* Start *

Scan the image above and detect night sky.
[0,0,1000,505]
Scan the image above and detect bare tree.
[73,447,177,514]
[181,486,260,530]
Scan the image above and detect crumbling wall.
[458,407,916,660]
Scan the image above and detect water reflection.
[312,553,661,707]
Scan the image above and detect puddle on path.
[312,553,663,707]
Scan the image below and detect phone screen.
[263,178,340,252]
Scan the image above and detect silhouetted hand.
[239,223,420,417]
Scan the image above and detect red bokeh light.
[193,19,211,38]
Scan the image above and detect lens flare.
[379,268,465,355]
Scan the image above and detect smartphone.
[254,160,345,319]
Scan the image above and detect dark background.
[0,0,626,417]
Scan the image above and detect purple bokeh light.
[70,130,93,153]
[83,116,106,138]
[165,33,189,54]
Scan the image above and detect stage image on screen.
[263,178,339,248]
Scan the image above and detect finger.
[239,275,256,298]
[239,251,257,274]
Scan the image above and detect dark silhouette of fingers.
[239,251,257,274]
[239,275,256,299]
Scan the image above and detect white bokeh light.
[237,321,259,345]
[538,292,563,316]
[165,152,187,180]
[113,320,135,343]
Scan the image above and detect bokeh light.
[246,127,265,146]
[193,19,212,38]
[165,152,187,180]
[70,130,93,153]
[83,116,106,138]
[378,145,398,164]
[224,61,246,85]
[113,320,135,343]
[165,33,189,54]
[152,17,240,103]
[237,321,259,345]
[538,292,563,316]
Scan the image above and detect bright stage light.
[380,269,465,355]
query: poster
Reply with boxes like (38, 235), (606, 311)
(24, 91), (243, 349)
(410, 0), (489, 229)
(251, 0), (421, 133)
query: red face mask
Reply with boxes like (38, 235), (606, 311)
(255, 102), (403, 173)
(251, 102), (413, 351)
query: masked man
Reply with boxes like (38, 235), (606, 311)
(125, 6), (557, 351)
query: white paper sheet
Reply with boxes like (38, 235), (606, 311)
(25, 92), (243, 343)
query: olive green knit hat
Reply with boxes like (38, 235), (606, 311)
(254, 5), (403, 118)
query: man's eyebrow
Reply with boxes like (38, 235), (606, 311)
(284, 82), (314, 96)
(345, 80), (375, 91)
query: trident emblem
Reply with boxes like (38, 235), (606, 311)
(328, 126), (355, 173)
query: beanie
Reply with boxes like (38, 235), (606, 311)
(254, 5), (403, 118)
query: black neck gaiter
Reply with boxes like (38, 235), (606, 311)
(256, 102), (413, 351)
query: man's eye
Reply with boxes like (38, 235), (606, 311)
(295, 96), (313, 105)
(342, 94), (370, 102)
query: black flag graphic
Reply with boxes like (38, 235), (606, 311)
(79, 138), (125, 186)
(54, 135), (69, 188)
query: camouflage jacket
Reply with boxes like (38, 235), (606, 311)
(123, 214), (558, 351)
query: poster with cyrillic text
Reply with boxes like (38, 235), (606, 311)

* End *

• _Set task_: Please copy out all of the material above line for line, changing nothing.

• _Written response_:
Scan the image above and detect night sky.
[0,0,1000,505]
Scan the image above and detect bare tree.
[73,447,177,514]
[181,486,260,530]
Scan the image above and detect crumbling wall.
[458,407,916,660]
Scan the image above and detect water reflection.
[312,553,661,707]
Scan the image above and detect puddle on path.
[312,553,663,707]
Scan the image below and detect phone screen.
[263,178,340,252]
Scan the image above and detect silhouetted hand.
[239,223,420,417]
Scan the image above and detect red bokeh light.
[193,19,211,38]
Scan the image above and detect lens flare.
[379,268,465,355]
Scan the image above and detect smartphone.
[254,160,345,319]
Scan the image above and detect dark background.
[0,0,626,417]
Scan the image above and detect purple bokeh light.
[70,130,93,153]
[83,116,106,138]
[165,33,189,54]
Scan the image above and detect stage image on screen.
[263,178,339,248]
Scan the image above and detect finger.
[239,275,256,298]
[239,251,257,274]
Scan the image above and detect dark silhouette of fingers.
[239,251,257,274]
[239,275,256,299]
Scan the image above and detect white bokeh light.
[237,321,259,345]
[538,292,563,316]
[165,152,187,180]
[113,320,135,343]
Scan the image above and detect bokeh light.
[246,127,265,146]
[193,19,212,38]
[165,152,187,180]
[70,130,93,153]
[83,116,106,138]
[378,145,398,164]
[224,61,246,85]
[113,320,135,343]
[165,33,189,54]
[152,17,240,103]
[237,321,259,345]
[538,292,563,316]
Scan the image above and detect bright stage light.
[380,269,465,355]
query: poster
Reply with boxes like (38, 235), (606, 311)
(24, 91), (243, 349)
(410, 0), (489, 229)
(251, 0), (421, 133)
query: red face mask
Reply with boxes like (38, 235), (606, 311)
(255, 102), (403, 173)
(251, 102), (413, 351)
query: masked man
Reply with boxes like (38, 235), (606, 311)
(125, 6), (557, 351)
query: white paper sheet
Reply with boxes like (38, 235), (606, 311)
(25, 92), (243, 343)
query: olive green knit hat
Reply with boxes like (38, 235), (606, 311)
(254, 5), (403, 118)
query: man's eyebrow
Reply with boxes like (38, 235), (606, 311)
(284, 82), (314, 96)
(345, 80), (375, 91)
query: trident emblem
Reply with boxes like (38, 235), (606, 311)
(328, 126), (355, 173)
query: beanie
Reply with boxes like (38, 235), (606, 311)
(254, 5), (403, 118)
query: black neck gaiter
Reply with boxes like (38, 235), (606, 311)
(256, 102), (413, 351)
query: man's eye
Reply with boxes like (38, 235), (606, 311)
(295, 96), (313, 105)
(342, 94), (370, 102)
query: black flag graphic
Reply with boxes like (38, 235), (606, 311)
(79, 138), (125, 186)
(54, 135), (69, 188)
query: camouflage jacket
Reply with boxes like (38, 235), (606, 311)
(123, 214), (558, 351)
query: poster with cyrillic text
Reply with boxes like (38, 235), (606, 311)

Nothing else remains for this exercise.